begin
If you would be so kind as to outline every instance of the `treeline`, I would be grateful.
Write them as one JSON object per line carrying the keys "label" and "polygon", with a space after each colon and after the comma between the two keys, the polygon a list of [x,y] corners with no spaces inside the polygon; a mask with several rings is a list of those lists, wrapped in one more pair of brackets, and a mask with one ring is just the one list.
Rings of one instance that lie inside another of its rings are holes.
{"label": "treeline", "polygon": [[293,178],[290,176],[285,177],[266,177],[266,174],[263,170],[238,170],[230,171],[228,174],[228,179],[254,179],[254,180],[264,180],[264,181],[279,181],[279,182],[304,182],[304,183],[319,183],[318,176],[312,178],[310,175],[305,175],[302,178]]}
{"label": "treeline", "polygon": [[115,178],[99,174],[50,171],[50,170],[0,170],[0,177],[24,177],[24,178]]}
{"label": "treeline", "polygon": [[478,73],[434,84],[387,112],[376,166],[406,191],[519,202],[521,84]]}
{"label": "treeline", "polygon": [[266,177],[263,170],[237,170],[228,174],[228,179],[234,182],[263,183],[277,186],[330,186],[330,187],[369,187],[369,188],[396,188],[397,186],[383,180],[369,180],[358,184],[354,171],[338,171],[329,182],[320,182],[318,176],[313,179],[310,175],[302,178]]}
end
→ **GOAL OF THE EXERCISE**
Turn the lines above into a JSON list of strings, one string per line, leaving out any blank lines.

→ **EXPECTED ANSWER**
[
  "If you would be so kind as to outline every instance of the `treeline`, I would be grateful.",
  "Write them as one JSON object per line carrying the keys \"label\" and \"polygon\", with a space after each colon and after the comma between the two keys, the polygon a list of [x,y] corners with no spaces inside the polygon; a mask with several rings is a list of those lists, wrapped in one more pair of brackets, and a mask with one ring is just the one list.",
  "Rings of one instance that lie inside another of its rings are holes.",
  "{\"label\": \"treeline\", \"polygon\": [[293,178],[290,176],[285,177],[266,177],[266,174],[263,170],[238,170],[230,171],[228,174],[228,179],[254,179],[254,180],[264,180],[264,181],[279,181],[279,182],[304,182],[304,183],[319,183],[318,176],[312,178],[310,175],[305,175],[302,178]]}",
  "{\"label\": \"treeline\", \"polygon\": [[115,178],[99,174],[50,171],[50,170],[0,170],[0,177],[24,177],[24,178]]}",
  "{\"label\": \"treeline\", \"polygon\": [[478,73],[434,84],[387,112],[376,166],[406,191],[519,202],[521,84]]}",
  "{\"label\": \"treeline\", \"polygon\": [[266,177],[263,170],[237,170],[228,174],[228,179],[234,182],[263,183],[277,186],[330,186],[330,187],[369,187],[369,188],[396,188],[397,186],[383,180],[369,180],[358,184],[354,171],[338,171],[329,182],[320,182],[318,176],[313,179],[310,175],[302,178]]}"
]